** Start of MATERIAL FOR THIS TASK **

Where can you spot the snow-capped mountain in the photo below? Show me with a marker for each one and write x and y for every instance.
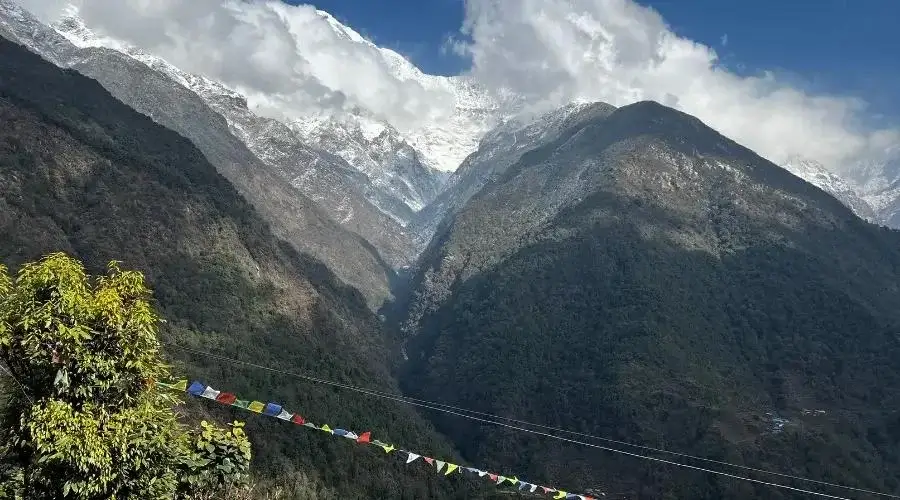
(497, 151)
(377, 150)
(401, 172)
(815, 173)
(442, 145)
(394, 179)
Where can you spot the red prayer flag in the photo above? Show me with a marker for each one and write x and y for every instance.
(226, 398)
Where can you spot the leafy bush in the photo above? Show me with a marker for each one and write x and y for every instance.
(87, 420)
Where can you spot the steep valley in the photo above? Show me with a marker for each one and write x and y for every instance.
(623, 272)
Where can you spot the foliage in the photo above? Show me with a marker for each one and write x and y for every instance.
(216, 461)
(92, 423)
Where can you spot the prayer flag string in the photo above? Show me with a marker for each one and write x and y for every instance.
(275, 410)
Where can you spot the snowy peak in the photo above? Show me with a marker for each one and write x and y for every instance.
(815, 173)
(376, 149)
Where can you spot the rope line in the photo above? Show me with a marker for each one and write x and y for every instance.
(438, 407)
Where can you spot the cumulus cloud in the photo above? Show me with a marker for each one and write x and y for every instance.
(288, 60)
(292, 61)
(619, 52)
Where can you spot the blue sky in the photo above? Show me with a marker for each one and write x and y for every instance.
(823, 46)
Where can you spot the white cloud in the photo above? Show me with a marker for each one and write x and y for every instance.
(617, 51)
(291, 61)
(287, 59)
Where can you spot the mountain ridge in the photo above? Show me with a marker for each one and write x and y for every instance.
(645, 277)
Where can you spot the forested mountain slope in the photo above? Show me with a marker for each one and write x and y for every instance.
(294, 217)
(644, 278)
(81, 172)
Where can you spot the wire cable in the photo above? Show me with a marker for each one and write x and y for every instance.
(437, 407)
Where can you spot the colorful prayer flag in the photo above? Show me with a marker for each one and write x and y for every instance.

** End of MATERIAL FOR THIS TASK **
** Start of MATERIAL FOR THIS TASK **

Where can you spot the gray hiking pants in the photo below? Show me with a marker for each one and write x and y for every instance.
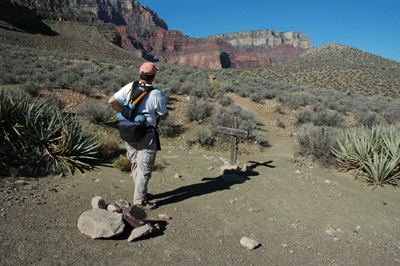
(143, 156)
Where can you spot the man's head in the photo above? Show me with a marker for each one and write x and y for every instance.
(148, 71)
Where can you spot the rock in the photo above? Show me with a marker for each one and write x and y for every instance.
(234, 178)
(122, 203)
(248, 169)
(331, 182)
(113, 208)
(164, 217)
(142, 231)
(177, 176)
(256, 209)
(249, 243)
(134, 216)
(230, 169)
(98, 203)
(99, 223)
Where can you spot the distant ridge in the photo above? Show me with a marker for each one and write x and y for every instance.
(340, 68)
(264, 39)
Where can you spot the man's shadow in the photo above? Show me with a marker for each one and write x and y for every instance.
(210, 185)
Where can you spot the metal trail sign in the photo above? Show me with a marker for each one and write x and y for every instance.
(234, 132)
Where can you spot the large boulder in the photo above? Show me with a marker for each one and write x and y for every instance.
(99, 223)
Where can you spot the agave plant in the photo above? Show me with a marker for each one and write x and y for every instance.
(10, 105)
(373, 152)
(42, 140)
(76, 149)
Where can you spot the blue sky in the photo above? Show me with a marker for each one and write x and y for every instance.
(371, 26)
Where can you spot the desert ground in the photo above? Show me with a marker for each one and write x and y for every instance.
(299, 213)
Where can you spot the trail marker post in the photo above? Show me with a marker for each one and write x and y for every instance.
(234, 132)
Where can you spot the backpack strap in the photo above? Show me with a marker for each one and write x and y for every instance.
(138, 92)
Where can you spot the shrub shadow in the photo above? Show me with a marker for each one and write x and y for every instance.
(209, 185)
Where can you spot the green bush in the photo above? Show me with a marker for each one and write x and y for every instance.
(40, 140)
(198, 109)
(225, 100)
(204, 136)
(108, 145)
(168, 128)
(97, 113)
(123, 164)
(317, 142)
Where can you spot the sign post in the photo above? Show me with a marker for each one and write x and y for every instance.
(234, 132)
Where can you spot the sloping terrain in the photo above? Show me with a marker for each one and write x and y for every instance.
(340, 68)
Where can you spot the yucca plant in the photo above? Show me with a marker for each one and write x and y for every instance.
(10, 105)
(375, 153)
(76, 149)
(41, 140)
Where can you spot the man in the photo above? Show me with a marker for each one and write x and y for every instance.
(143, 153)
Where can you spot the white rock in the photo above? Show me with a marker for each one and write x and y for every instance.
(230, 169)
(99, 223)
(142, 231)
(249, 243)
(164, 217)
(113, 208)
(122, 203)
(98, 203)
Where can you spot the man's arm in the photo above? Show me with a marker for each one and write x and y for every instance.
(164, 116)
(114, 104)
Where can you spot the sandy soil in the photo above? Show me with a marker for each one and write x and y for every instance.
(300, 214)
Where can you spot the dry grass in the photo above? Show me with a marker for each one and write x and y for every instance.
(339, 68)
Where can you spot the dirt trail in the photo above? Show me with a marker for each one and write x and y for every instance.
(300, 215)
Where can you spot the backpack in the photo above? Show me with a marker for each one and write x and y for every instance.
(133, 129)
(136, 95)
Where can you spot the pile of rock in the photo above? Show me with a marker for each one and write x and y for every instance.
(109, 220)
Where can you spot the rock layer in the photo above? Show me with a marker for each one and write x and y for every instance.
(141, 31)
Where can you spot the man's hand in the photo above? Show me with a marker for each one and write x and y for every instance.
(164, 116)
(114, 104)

** End of MATERIAL FOR THIS TASK **
** Start of MATERIAL FOR THIS TASK **

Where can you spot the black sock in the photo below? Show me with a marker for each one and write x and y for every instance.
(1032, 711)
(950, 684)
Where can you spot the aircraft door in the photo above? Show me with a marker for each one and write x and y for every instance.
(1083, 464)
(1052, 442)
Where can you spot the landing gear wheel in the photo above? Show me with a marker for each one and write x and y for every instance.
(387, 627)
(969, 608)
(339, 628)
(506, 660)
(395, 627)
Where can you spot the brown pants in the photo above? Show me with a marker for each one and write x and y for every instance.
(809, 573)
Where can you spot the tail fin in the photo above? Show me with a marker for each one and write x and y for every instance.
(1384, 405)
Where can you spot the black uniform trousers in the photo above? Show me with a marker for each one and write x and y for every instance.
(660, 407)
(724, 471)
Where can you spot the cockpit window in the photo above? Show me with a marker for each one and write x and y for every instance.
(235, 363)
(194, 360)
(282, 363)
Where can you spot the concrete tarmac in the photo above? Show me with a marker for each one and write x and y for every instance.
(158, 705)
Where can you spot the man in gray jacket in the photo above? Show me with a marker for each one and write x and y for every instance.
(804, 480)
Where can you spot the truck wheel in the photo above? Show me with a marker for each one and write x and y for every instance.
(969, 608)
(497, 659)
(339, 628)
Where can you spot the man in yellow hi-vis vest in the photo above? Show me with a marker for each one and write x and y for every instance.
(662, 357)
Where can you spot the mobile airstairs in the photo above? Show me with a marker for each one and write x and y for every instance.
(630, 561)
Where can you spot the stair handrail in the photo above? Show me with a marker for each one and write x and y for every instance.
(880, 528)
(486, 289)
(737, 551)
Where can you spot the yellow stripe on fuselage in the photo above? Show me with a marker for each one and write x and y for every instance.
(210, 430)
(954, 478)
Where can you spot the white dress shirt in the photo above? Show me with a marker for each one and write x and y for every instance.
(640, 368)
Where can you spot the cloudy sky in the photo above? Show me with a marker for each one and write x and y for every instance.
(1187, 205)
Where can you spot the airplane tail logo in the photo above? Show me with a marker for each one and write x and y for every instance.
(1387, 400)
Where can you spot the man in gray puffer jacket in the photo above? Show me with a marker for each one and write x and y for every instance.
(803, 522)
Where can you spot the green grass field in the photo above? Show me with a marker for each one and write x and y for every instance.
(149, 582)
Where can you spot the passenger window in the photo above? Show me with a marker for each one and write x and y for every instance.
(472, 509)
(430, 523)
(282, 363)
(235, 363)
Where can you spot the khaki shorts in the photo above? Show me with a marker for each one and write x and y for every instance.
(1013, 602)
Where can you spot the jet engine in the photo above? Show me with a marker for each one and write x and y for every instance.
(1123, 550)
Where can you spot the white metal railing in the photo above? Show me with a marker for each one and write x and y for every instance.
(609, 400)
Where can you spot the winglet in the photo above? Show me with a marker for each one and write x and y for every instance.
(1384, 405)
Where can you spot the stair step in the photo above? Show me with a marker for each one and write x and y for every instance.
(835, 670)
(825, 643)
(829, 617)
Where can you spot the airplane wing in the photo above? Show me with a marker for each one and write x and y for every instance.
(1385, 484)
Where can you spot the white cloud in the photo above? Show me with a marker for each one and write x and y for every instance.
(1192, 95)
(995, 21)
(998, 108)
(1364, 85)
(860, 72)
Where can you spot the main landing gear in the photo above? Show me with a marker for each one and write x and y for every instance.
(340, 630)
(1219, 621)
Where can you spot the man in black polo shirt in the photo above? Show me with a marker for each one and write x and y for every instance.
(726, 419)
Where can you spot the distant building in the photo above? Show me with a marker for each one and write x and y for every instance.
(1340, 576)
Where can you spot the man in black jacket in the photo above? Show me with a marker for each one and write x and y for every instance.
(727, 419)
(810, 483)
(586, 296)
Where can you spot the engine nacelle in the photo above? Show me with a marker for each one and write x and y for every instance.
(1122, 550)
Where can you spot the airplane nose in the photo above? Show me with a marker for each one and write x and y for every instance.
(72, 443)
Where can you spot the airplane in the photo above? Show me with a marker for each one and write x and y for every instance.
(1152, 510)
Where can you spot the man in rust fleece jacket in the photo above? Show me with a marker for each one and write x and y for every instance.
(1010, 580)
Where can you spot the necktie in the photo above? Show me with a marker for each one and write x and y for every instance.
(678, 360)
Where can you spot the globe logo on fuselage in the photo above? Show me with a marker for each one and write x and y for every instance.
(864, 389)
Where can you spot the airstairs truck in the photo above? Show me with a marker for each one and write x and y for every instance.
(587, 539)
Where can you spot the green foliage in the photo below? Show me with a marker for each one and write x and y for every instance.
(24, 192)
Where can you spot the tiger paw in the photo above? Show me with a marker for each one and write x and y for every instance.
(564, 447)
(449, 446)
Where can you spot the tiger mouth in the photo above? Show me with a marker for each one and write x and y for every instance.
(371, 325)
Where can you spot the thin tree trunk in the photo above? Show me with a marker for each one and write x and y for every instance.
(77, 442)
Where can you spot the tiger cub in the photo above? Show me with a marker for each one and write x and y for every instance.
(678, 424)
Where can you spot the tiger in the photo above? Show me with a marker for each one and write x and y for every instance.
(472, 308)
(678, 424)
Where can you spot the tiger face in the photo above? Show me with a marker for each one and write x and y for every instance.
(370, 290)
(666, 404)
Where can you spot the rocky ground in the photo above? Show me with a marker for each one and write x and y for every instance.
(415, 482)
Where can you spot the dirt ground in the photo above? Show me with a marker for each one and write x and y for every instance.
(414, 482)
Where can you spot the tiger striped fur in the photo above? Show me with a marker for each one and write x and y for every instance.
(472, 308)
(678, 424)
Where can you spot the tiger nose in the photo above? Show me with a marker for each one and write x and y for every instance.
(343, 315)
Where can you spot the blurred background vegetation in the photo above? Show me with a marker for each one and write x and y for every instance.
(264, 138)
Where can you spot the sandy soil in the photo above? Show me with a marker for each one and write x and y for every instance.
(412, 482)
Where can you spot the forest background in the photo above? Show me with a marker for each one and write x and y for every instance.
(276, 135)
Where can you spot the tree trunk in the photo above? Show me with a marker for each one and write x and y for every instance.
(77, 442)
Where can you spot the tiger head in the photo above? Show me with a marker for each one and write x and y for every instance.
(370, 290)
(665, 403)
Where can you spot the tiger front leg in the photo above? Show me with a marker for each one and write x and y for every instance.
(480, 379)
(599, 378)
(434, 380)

** End of MATERIAL FOR THIS TASK **

Recast part of the listing as a numbered list with no blank lines. Start at the line containing "Where can you spot the passenger" and end after the line containing "(1385, 484)", including both of those lines.

ANSWER TO THIS PROBLEM:
1. Where can you spot the passenger window in the photo above? Show me with a marker for each one and write x and y for every instance.
2. (472, 509)
3. (430, 523)
4. (282, 363)
5. (235, 363)
6. Where can you spot the khaki shorts in the photo above? Show me with a marker for each one and write x and y for every instance.
7. (1013, 602)
8. Where can you spot the jet engine in the photo above? Show me with a marker for each one and write x and y for every instance.
9. (1123, 550)
10. Where can you spot the white metal railing in the photo above? Show me with a marker for each one and write x and y for every instance.
11. (609, 400)
12. Where can you spot the winglet in the photo above? Show me with a marker for each one and write x and y for every instance.
13. (1384, 405)
14. Where can you spot the stair step in the photo above? Show me with a marker for each one and write x and y for every instance.
15. (835, 670)
16. (825, 643)
17. (829, 617)
18. Where can you spot the airplane wing in the photo above? Show me with a marker for each one and write x and y for every instance.
19. (1385, 484)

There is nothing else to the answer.